A block of data
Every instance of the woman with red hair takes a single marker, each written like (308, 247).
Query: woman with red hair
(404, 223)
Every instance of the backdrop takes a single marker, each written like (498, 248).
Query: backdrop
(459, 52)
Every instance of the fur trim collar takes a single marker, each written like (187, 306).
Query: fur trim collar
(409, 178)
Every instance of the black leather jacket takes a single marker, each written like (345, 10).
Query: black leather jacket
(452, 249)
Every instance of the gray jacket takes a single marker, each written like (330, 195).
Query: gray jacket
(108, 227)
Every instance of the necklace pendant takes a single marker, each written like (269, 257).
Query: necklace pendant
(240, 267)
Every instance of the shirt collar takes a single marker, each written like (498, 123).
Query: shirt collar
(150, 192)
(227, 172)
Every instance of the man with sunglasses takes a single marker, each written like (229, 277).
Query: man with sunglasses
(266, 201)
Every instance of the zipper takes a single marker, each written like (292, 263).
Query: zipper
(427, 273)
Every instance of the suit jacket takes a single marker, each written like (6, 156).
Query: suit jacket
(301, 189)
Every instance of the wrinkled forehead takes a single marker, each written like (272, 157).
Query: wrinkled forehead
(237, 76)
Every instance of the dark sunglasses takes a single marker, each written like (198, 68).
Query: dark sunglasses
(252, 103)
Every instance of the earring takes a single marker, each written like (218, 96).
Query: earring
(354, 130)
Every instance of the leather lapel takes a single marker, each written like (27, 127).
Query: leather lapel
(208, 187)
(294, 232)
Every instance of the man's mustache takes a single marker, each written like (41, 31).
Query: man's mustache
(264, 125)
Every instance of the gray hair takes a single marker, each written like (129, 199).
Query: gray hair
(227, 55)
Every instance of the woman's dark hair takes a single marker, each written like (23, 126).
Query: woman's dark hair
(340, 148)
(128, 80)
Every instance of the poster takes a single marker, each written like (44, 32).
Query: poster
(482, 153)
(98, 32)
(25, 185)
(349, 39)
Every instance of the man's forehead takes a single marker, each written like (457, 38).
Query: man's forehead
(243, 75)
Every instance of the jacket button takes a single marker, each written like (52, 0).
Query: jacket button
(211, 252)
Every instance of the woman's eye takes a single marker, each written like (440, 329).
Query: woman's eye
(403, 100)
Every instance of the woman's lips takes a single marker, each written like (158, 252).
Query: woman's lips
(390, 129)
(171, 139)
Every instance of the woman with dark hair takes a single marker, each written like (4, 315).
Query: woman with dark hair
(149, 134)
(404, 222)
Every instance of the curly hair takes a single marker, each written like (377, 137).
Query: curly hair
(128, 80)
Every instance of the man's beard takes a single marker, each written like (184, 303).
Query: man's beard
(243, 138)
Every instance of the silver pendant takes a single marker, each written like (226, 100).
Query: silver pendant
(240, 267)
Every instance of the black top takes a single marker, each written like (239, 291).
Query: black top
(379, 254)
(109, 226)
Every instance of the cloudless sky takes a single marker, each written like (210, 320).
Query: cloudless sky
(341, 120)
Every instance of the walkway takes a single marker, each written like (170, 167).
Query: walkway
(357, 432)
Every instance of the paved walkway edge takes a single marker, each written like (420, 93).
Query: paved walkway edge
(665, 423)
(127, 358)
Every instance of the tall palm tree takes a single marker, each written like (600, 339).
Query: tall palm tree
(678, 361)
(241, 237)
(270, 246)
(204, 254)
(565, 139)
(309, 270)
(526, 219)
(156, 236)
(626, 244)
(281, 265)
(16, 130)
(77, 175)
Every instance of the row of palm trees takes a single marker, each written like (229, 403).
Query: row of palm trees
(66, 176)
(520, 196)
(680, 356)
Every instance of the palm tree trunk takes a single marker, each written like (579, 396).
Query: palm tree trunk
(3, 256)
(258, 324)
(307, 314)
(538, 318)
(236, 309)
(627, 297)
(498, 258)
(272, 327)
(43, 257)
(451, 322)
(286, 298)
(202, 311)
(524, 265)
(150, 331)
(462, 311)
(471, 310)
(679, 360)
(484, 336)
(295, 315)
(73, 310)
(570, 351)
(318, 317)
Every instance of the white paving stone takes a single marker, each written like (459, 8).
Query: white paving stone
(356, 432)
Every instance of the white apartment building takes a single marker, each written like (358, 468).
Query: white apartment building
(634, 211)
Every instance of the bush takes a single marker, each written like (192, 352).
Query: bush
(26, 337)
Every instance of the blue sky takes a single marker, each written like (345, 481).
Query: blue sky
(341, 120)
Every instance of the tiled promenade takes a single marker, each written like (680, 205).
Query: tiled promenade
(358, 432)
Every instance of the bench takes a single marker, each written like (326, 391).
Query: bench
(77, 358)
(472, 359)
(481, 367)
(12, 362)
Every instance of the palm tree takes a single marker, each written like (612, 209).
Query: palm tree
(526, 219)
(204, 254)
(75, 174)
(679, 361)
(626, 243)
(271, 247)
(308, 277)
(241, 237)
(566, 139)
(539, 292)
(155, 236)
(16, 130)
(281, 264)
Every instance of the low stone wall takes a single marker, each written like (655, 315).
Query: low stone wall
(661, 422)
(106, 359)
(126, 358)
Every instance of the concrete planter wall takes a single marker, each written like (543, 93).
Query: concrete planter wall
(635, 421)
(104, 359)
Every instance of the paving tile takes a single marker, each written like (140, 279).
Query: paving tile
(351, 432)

__Exercise description__: Pull out each record as written and restate it exactly.

__Exercise response__:
Every instance of the woman with red hair takes a single marker, each written like (308, 247).
Query: woman with red hair
(404, 223)
Every instance of the backdrop takes a single marker, each written like (498, 248).
Query: backdrop
(459, 52)
Every instance of the fur trim collar takes a single marker, each written like (187, 306).
Query: fur trim collar
(409, 178)
Every instance of the black leather jacket takes a single marker, each written like (345, 10).
Query: black leather jacket
(452, 249)
Every instance of the gray jacket takes a single marker, each written like (330, 195).
Query: gray jacket
(108, 227)
Every instance of the necklace pendant takes a single marker, each written like (269, 257).
Query: necklace pendant
(240, 267)
Every instance of the shirt collar takes a single marker, each written like (498, 123).
Query: shirt collar
(150, 192)
(227, 172)
Every instance of the man with sunglasses takes a single marker, each written like (229, 277).
Query: man with sunglasses
(266, 201)
Every instance of the zipper takes a single marker, each written like (292, 263).
Query: zipper
(427, 273)
Every instance of the suit jacket takes a single marker, each written like (6, 156).
Query: suit jacket
(301, 189)
Every instance of the wrinkled forehead takes a single marker, each written like (272, 157).
Query: wrinkled forehead
(237, 76)
Every instance of the dark sunglasses takes a single marker, each written like (198, 68).
Query: dark sunglasses
(252, 103)
Every instance of the earring takes a single marker, each written like (218, 96).
Query: earring
(354, 130)
Every instance of the leather lapel takes a single marker, each written like (27, 127).
Query: leather lapel
(208, 187)
(294, 232)
Every instance of the man's mustache takes a single marker, each written like (41, 31).
Query: man's mustache
(264, 125)
Every instance of the gray hair takes a single marker, each written like (129, 199).
Query: gray hair
(227, 55)
Every instance of the woman's dark hair takes a single marker, each written like (23, 126).
Query: woman's dark hair
(340, 148)
(128, 80)
Every instance of the poster takes a single marker, each written like (44, 32).
Query: poster
(482, 153)
(98, 32)
(25, 185)
(349, 39)
Every instance of the man's forehead takes a single marker, each written like (457, 38).
Query: man's forehead
(243, 75)
Every instance of the jacket button takes a single marker, each written like (52, 0).
Query: jacket button
(211, 252)
Every instance of the woman's eye takes a single marker, each written like (440, 329).
Query: woman's eye
(403, 100)
Every instance of the woman's lips takes a single marker, each written like (158, 252).
Query: woman's lips
(390, 129)
(171, 139)
Every instance of the woman with dark hair takes a single marker, each written like (4, 315).
Query: woman with dark hair
(149, 134)
(404, 222)
Every instance of the curly hair takes a single marker, each written like (377, 137).
Query: curly hair
(128, 80)
Every instance of the man's beard takes a single marker, each written like (184, 303).
Query: man's beard
(243, 138)
Every instance of the silver pendant takes a single marker, each written like (226, 100).
Query: silver pendant
(240, 267)
Every instance of the black top takes a single marker, each written like (239, 291).
Query: black top
(379, 254)
(109, 226)
Every instance of the cloudless sky takes a single marker, each written like (210, 320).
Query: cloudless sky
(341, 120)
Every instance of the walkway takes a single marker, each written like (170, 167).
Query: walkway
(357, 432)
Every instance of the paved walkway edge takes a single marker, each written like (420, 93).
Query: paved walkway edge
(665, 423)
(127, 358)
Every instance of the tall palm tree takes a single marker, each written like (600, 339).
Query: tall palm tree
(678, 361)
(241, 237)
(270, 246)
(204, 254)
(565, 139)
(309, 270)
(526, 219)
(156, 236)
(626, 244)
(281, 265)
(16, 130)
(77, 175)
Every instance of the row of palm trees takes a single marker, each written like (229, 403).
Query: row of palm trees
(66, 176)
(520, 196)
(680, 356)
Every instance of the palm tree trunk takes a single marker, each written like (579, 396).
Query: palm tree trunk
(3, 256)
(258, 324)
(307, 314)
(538, 318)
(236, 309)
(627, 297)
(498, 258)
(272, 327)
(43, 257)
(451, 322)
(286, 298)
(202, 311)
(524, 265)
(150, 331)
(462, 311)
(471, 310)
(679, 360)
(484, 336)
(295, 315)
(73, 310)
(570, 351)
(318, 317)
Every instance of the white paving stone takes a single marker, each written like (459, 8).
Query: white paving stone
(356, 432)
Every instance of the white apartment building takes a single marker, each written like (358, 468).
Query: white apartment building
(634, 211)
Every instance of the bush takes a single marker, each written like (192, 352).
Query: bush
(26, 337)
Every instance of the blue sky takes a single marker, each written like (345, 481).
Query: blue sky
(341, 120)
Every instance of the tiled promenade takes a single marker, each written like (680, 205).
Query: tiled promenade
(358, 432)
Every instance of the bench takes a single marker, each written like (326, 391).
Query: bench
(77, 358)
(472, 359)
(481, 367)
(12, 362)
Every instance of the palm tree takes a single marker, each written like (612, 209).
Query: palm tree
(526, 219)
(204, 254)
(75, 174)
(679, 361)
(626, 243)
(271, 247)
(308, 277)
(241, 237)
(566, 139)
(539, 292)
(155, 236)
(16, 130)
(281, 264)
Every instance of the low stone wall takes a single marker, each written like (655, 315).
Query: low stone wall
(661, 422)
(106, 359)
(126, 358)
Every instance of the concrete planter wall takes a single marker, each written like (543, 93).
Query: concrete planter wall
(635, 421)
(104, 359)
Every instance of the paving tile takes a single marker, each written like (140, 279).
Query: paving tile
(351, 432)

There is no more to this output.